(TASK BRIEF): Could you render every line of the records below as a JSON list of strings, one string per line, with blank lines skipped and the pictures left out?

[Object location annotation data]

^^^^^^^^^^^^^^^^

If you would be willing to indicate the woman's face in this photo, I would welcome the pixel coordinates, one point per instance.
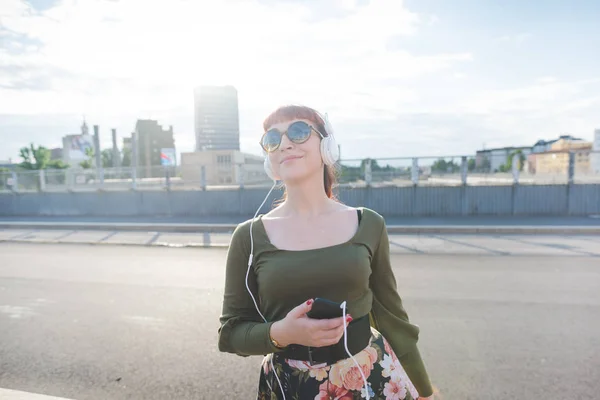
(295, 162)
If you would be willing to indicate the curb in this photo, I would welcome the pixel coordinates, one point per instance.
(229, 228)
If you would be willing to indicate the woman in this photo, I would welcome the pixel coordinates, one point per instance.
(313, 246)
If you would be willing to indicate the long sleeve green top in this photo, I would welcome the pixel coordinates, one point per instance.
(357, 271)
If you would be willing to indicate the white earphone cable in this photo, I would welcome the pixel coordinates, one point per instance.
(250, 259)
(343, 306)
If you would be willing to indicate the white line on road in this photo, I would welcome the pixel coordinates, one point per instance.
(7, 394)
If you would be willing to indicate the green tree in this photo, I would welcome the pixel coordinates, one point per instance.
(87, 164)
(471, 164)
(4, 175)
(34, 158)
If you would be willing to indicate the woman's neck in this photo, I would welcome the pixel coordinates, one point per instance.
(306, 199)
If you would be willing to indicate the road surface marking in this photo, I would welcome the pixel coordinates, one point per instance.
(6, 394)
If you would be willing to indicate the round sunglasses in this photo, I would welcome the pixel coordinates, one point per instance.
(298, 132)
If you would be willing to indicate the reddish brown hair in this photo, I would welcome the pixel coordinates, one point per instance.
(290, 112)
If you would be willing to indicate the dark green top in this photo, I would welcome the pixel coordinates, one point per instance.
(357, 271)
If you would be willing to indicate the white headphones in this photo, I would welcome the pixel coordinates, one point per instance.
(330, 152)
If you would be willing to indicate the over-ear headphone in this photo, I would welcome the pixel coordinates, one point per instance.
(330, 152)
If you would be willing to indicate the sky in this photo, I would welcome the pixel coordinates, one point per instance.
(397, 78)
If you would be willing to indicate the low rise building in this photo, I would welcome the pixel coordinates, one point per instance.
(222, 167)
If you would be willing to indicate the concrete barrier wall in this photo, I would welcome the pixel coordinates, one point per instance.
(390, 201)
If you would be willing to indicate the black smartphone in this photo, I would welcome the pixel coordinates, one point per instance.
(325, 309)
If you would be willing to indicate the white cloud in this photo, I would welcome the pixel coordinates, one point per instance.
(115, 61)
(268, 51)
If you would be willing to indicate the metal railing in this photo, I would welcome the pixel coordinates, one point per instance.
(581, 167)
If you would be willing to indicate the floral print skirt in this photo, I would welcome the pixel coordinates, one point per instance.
(340, 381)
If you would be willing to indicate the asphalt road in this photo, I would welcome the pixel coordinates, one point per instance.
(114, 322)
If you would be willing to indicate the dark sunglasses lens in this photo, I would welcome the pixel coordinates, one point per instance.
(299, 132)
(271, 140)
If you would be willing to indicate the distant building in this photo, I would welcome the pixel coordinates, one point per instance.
(76, 146)
(56, 153)
(542, 146)
(126, 143)
(595, 156)
(216, 118)
(556, 160)
(151, 138)
(492, 159)
(222, 167)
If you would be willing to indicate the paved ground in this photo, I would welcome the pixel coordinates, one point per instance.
(115, 322)
(546, 245)
(593, 220)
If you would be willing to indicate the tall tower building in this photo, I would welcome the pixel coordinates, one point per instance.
(216, 118)
(596, 152)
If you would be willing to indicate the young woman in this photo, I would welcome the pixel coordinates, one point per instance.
(312, 246)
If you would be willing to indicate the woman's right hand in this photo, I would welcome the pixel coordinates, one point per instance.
(298, 328)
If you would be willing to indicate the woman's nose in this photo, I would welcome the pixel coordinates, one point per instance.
(286, 143)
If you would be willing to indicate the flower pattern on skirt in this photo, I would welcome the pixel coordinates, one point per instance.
(340, 381)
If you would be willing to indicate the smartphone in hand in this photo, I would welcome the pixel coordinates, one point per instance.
(325, 309)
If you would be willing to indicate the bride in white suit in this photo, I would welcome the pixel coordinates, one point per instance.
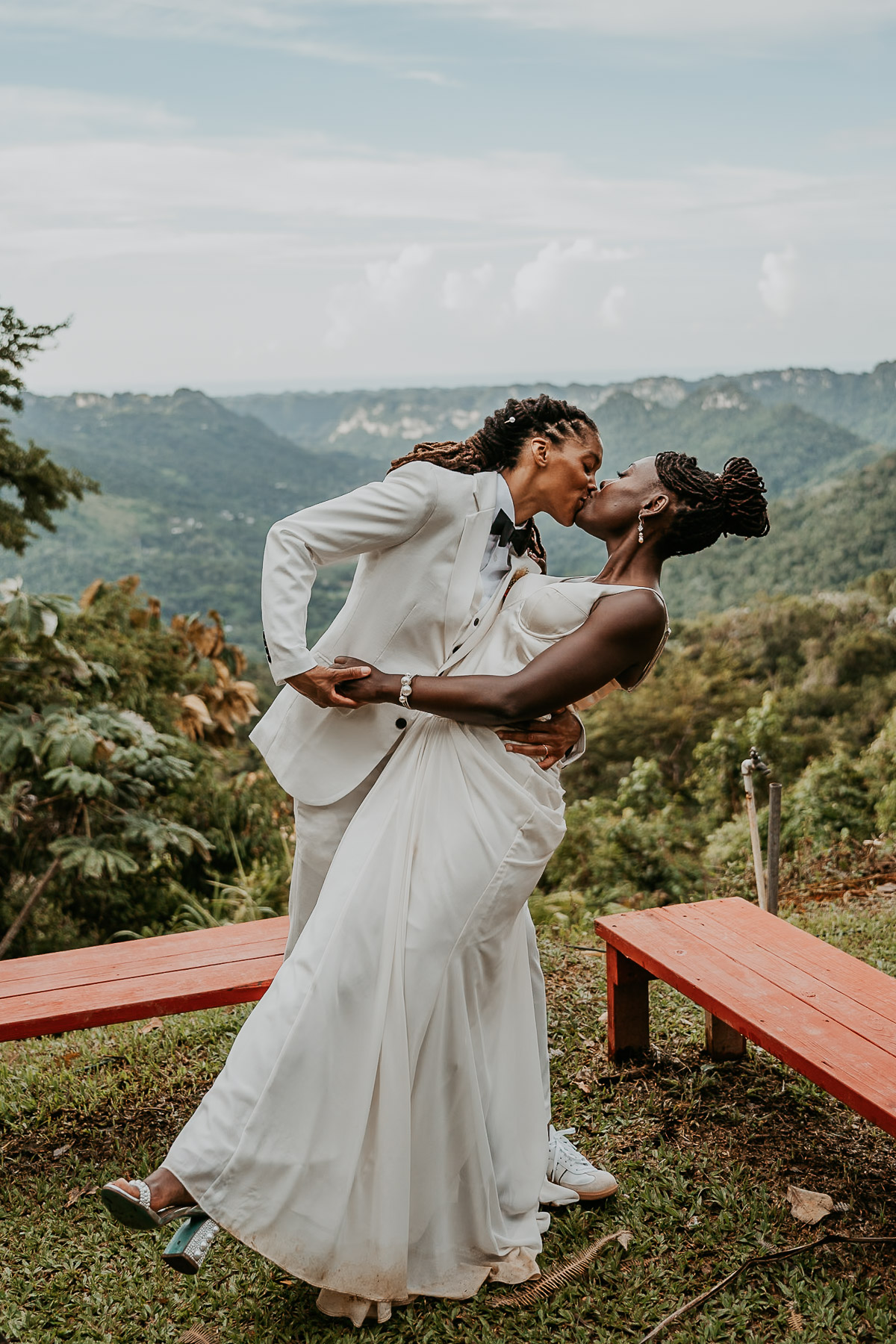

^^^^^^^^^^^^^^^^

(SOLUTION FOR THIS EXERCISE):
[
  "If you would be willing to indicate the woman's face in this photo, I would welcome the pixel coordinates, one point per instance.",
  "(295, 162)",
  "If you would be willing to indicate the curb in this photo, I would welcome the pixel coordinates, one point per instance.",
  "(229, 228)",
  "If you would be willing to indicate the woman in this photo, I would welcome the pixel coordinates, one point per instance.",
  "(313, 246)",
  "If you would be willing to indicate the long sleeve green top in this photo, I would welcome the pixel coordinates, one point per instance.",
  "(357, 271)",
  "If you would be willing to indicate the white earphone cable in this photo, I would welcome the pixel coordinates, one point per instance.",
  "(250, 259)",
  "(343, 306)",
  "If you would be willing to indicate the white line on road in this photo, I would welcome the pixel coordinates, one point per instance.",
  "(7, 394)",
  "If you would be willing to indicate the green tree in this photo, I would welcome the pixel coordinates, one point per instance.",
  "(87, 164)",
  "(471, 164)",
  "(4, 175)",
  "(34, 158)",
  "If you would be willing to indicate the woman's neck in this photo, I would welcome the pixel coordinates, one point per instance.",
  "(306, 199)",
  "If you would be willing to indicate the road surface marking in this photo, I would welcome the pixel coordinates, one point per instance.",
  "(6, 394)",
  "If you would be willing to indicate the round sunglasses in this photo, I would welcome the pixel coordinates, one point per instance.",
  "(298, 132)",
  "If you would be willing to indicate the reddish brown hair in this photo, I would welcome the pixel coordinates, one point per instance.",
  "(290, 112)",
  "If you would be willing to indicate the dark green top in this photo, I would welcome the pixel coordinates, one point per instance.",
  "(357, 271)",
  "If you would be willing to indicate the white headphones in this photo, I would welcome the pixel coordinates, one point per instance.",
  "(330, 152)",
  "If you would be willing to indicate the over-ear headphone in this photo, I would welcome the pixel coordinates, one point per instance.",
  "(330, 152)",
  "If you would be willing to indicate the sky in this photo, I would welcome the pixel coordinates, one point per instance.",
  "(397, 78)",
  "If you would be willing to indicate the low rise building in this photo, I would welcome the pixel coordinates, one point per instance.",
  "(222, 167)",
  "If you would be willing to indicate the concrete barrier wall in this photo, I would welcome the pixel coordinates, one point per instance.",
  "(390, 201)",
  "If you would be willing to indicate the black smartphone in this photo, I would welcome the pixel coordinates, one point per instance.",
  "(325, 309)",
  "If you would be willing to indicate the white cloud in this photo, I would welcome the pixel coordinates, one point per instance.",
  "(115, 61)",
  "(268, 51)",
  "If you would be willing to indicate the metal railing in this photo, I would welcome the pixel coordinates, one point per instance.",
  "(581, 167)",
  "If you would be willing to indicate the floral print skirt in this photo, I would welcome the pixel coordinates, one point per instance.",
  "(340, 381)",
  "If you would be willing to indicate the asphalt road in this photo, I would welcome the pixel coordinates, one point per instance.",
  "(114, 322)",
  "If you would be willing to indicate the dark sunglasses lens in this photo, I would welcome the pixel coordinates, one point per instance.",
  "(299, 132)",
  "(271, 140)",
  "If you would be willing to indicate the distant building in this photo, I would welcome the pixel coordinates, one point per instance.",
  "(76, 146)",
  "(56, 153)",
  "(542, 146)",
  "(126, 143)",
  "(595, 156)",
  "(216, 118)",
  "(556, 160)",
  "(151, 138)",
  "(492, 159)",
  "(222, 167)",
  "If you would be willing to indicate the paved ground in this photo, I would welcome the pixel coordinates, one point per instance.",
  "(115, 322)",
  "(546, 245)",
  "(593, 220)",
  "If you would be willing to indicate the tall tower building in this photo, I would welcome the pixel coordinates, one point per instance.",
  "(216, 118)",
  "(596, 152)",
  "If you would be willing to indicate the young woman in this photo, I would welcome the pixel coordinates, one point per instance.",
  "(312, 246)",
  "If you would be willing to indicate the woman's right hand in this photo, I would welcome the pixel coordinates, one point per instance.",
  "(298, 328)",
  "If you would be willing to indicate the woman's nose in this photo, I would welcome the pixel coordinates, one point per instance.",
  "(286, 143)",
  "If you would be willing to indicate the flower pattern on skirt in this photo, I would welcome the pixel coordinates, one point per instance.",
  "(340, 381)",
  "If you would be willing to indicate the smartphone in hand in this photo, I would welcome the pixel coordinates, one point per instance.",
  "(325, 309)",
  "If you would be willing to indicate the bride in white suit in this photo, I would welcome the pixel coordinates, one point per instance."
]